[Entries taken from a collection]
────────

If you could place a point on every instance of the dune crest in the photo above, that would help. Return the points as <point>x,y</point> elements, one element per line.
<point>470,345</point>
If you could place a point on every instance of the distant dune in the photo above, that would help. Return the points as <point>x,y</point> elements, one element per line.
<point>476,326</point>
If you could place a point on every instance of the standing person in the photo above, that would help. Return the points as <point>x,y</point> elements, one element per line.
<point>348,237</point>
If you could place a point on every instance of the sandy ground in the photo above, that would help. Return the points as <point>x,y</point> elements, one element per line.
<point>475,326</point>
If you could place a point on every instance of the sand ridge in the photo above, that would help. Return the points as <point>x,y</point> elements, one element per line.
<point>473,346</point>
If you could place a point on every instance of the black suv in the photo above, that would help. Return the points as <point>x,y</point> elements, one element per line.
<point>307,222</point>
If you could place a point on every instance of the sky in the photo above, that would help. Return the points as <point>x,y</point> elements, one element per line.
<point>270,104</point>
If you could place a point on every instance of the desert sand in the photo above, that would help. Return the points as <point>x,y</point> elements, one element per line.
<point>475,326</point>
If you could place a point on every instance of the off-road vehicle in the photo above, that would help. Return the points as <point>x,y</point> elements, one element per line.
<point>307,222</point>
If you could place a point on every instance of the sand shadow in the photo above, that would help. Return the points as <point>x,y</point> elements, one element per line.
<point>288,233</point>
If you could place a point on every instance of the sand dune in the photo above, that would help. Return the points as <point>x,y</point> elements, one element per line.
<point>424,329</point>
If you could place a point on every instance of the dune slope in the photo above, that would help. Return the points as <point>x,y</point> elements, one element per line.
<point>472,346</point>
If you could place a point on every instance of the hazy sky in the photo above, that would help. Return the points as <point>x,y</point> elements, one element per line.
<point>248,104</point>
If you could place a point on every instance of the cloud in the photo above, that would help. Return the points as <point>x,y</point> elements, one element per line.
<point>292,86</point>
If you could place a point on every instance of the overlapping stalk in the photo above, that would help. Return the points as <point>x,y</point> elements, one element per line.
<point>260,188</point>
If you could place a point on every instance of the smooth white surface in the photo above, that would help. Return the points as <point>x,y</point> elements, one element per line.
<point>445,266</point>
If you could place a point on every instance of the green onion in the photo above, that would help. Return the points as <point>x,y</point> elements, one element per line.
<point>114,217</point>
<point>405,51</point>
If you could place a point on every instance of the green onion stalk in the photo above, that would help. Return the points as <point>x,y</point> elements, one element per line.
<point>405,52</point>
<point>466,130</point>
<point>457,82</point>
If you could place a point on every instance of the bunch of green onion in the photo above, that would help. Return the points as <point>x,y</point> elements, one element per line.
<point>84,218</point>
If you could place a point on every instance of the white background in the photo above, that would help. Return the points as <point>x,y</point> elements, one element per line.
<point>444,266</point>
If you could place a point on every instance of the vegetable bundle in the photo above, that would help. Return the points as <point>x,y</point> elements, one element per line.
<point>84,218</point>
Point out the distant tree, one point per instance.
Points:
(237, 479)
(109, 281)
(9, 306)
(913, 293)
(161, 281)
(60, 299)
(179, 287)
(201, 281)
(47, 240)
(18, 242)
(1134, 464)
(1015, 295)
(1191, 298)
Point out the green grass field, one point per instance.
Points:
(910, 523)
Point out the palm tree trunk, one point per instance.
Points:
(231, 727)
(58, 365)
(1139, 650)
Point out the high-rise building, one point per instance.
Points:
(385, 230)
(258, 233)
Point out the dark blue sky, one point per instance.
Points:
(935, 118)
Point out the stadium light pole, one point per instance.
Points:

────────

--- GIVEN REQUEST ---
Substitute "it would be useful" for "that would help" throughout the material, leaving every other character unchanged.

--- RESULT FOR THIS EXERCISE ---
If you could place a point on every instance of the dune crest in the photo above, it would be useful. Return the points as <point>x,y</point> elements, one element per line.
<point>470,345</point>
If you could place a point on every instance of the distant dune in the photo above, it would be useful. Return the points as <point>x,y</point> elements, one element per line.
<point>476,326</point>
If you could place a point on every instance of the standing person in the photo above, it would be useful. Return the points as <point>x,y</point> elements, one element per line.
<point>348,237</point>
If you could place a point on every instance of the sandy ground in the photo above, it would be useful. Return the points as <point>x,y</point> elements, one element per line.
<point>475,326</point>
If you could place a point on every instance of the sand ridge in the photo above, it would be useful. Return the points as <point>x,y</point> elements, one element per line.
<point>473,346</point>
If you could place a point on every instance of the black suv in the photo above, it would be useful. Return the points as <point>x,y</point> elements, one element per line.
<point>307,222</point>
If you could place a point on every instance of the sky in the photo above, it would be useful. Return the points as <point>x,y</point> elements, one element per line.
<point>270,104</point>
If you could place a point on every instance of the desert sand in the photo above, it would be useful. Return the points as <point>x,y</point> elements, one element per line.
<point>475,326</point>
If you could place a point on every instance of the off-road vehicle in the photo above, it would be useful. Return the points as <point>x,y</point> elements, one element per line.
<point>307,222</point>
If you could place a point on every instance of the sand shadow in the photo above, it would be useful. Return the points as <point>x,y</point> elements, one element per line.
<point>288,233</point>
If you could place a point on every instance of the sand dune in the photo above, it would be useful. Return the points as <point>x,y</point> elements, one element per line.
<point>424,329</point>
If you could place a point on every instance of the dune slope in the photo above, it would be useful. Return the points as <point>x,y</point> elements, one element per line.
<point>472,346</point>
If you could place a point on every instance of the hazy sky in the photo above, it would be useful. Return the points as <point>x,y</point> elements, one element per line.
<point>248,104</point>
If you could place a point on every instance of the cloud in the photo above, it would be useful. Return the points as <point>x,y</point> elements, one element per line.
<point>292,86</point>
If you could place a point on every instance of the overlapping stalk in the photo above, it would be useful. Return the points as <point>x,y</point> elements, one element per line.
<point>260,188</point>
If you could place a point on every instance of the smooth white surface in the photo above, it would be useful. Return the points as <point>x,y</point> elements, one element per line.
<point>445,266</point>
If you could place a point on every instance of the green onion in the photo above, it would be useful. Return the points as <point>x,y</point> elements, one element per line.
<point>114,217</point>
<point>405,51</point>
If you could place a point on every instance of the green onion stalk in the photo above, it would be useful. Return the points as <point>x,y</point> elements, one element per line.
<point>405,52</point>
<point>466,130</point>
<point>457,82</point>
If you could place a point on every instance of the bunch of green onion in the photo above, it would be useful. Return the points as <point>x,y</point> elements, one element per line.
<point>84,218</point>
If you could place a point on every instance of the white background in the photo above, it would be useful. Return the points as <point>x,y</point> elements, one element per line.
<point>444,266</point>
If you could place a point on every instance of the vegetable bundle in the photo above, it would be useful. Return the points as <point>x,y</point> elements, one element per line.
<point>84,218</point>
Point out the distant tree, one point per instance.
Points:
(237, 479)
(109, 281)
(9, 306)
(913, 293)
(161, 281)
(60, 299)
(179, 287)
(201, 281)
(47, 240)
(18, 242)
(1134, 464)
(1015, 295)
(1191, 298)
Point out the green grass field, one point per instance.
Points:
(910, 523)
Point out the palm tree trunk, one point per instance.
Points:
(231, 727)
(58, 365)
(1139, 650)
Point out the high-rise building, one point per instance.
Points:
(385, 230)
(258, 233)
Point out the dark blue sky, one point per instance.
Points:
(935, 118)
Point out the stadium light pole, one point per instance.
Points:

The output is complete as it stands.